Exercises to complete -
(A) Present every line of the point-marking records as a JSON list of strings, one string per line, omitting blank lines.
(B) Continue the text on the pandas corr() method from the point where it stops.

Selected passage -
In the above example, we can use the `corr()` method on the DataFrame `df` with `method=kendall` to compute Kendall’s tau correlation coefficients.

## Frequently Asked Questions Pandas DataFrame corr() Method

What is the corr() method used for?

The `corr()` method is used to calculate the correlation between the columns of a DataFrame in pandas, which is a popular data manipulation library in Python. Correlation measures the strength and direction of the linear relationship between two variables.

How do I calculate Pearson correlation coefficients using corr()?

To calculate Pearson correlation coefficients, simply use the `corr()` method without specifying the method parameter, as it is the default.

How do I calculate Kendall’s tau correlation coefficients using corr()?

Specify the `method` parameter as `'kendall'` to calculate Kendall’s tau correlation coefficients.

How does corr() handle missing values (NaNs)?

Exercise material -
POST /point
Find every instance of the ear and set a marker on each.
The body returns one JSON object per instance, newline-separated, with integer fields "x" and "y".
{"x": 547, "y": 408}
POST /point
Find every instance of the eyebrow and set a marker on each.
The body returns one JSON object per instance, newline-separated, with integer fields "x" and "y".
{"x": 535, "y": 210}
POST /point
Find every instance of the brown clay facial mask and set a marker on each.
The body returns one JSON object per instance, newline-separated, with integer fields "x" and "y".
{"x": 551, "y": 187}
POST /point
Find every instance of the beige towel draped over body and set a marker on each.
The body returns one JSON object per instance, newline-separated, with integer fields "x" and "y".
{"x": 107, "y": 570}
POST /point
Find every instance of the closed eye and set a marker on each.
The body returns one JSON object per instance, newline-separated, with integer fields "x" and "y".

Answers provided -
(A)
[
  "POST /point",
  "Find every instance of the ear and set a marker on each.",
  "The body returns one JSON object per instance, newline-separated, with integer fields \"x\" and \"y\".",
  "{\"x\": 547, \"y\": 408}",
  "POST /point",
  "Find every instance of the eyebrow and set a marker on each.",
  "The body returns one JSON object per instance, newline-separated, with integer fields \"x\" and \"y\".",
  "{\"x\": 535, \"y\": 210}",
  "POST /point",
  "Find every instance of the brown clay facial mask and set a marker on each.",
  "The body returns one JSON object per instance, newline-separated, with integer fields \"x\" and \"y\".",
  "{\"x\": 551, \"y\": 187}",
  "POST /point",
  "Find every instance of the beige towel draped over body and set a marker on each.",
  "The body returns one JSON object per instance, newline-separated, with integer fields \"x\" and \"y\".",
  "{\"x\": 107, \"y\": 570}",
  "POST /point",
  "Find every instance of the closed eye and set a marker on each.",
  "The body returns one JSON object per instance, newline-separated, with integer fields \"x\" and \"y\"."
]

(B)
The `corr()` method automatically excludes NA/null values in the computation. If a pair of columns has missing values, those values are excluded from the correlation calculation.

Can I use the corr() method on a DataFrame with non-numeric columns?

The `corr()` method only computes correlations for numeric columns. Non-numeric columns are automatically excluded from the calculation.

## Conclusion

In this article, you have learned the Pandas DataFrame `corr()` function by using its syntax, parameters, usage, and how you can find the correlation between the DataFrame columns using the `Pearson`, `kendall`, `spearman` methods.

Happy Learning!!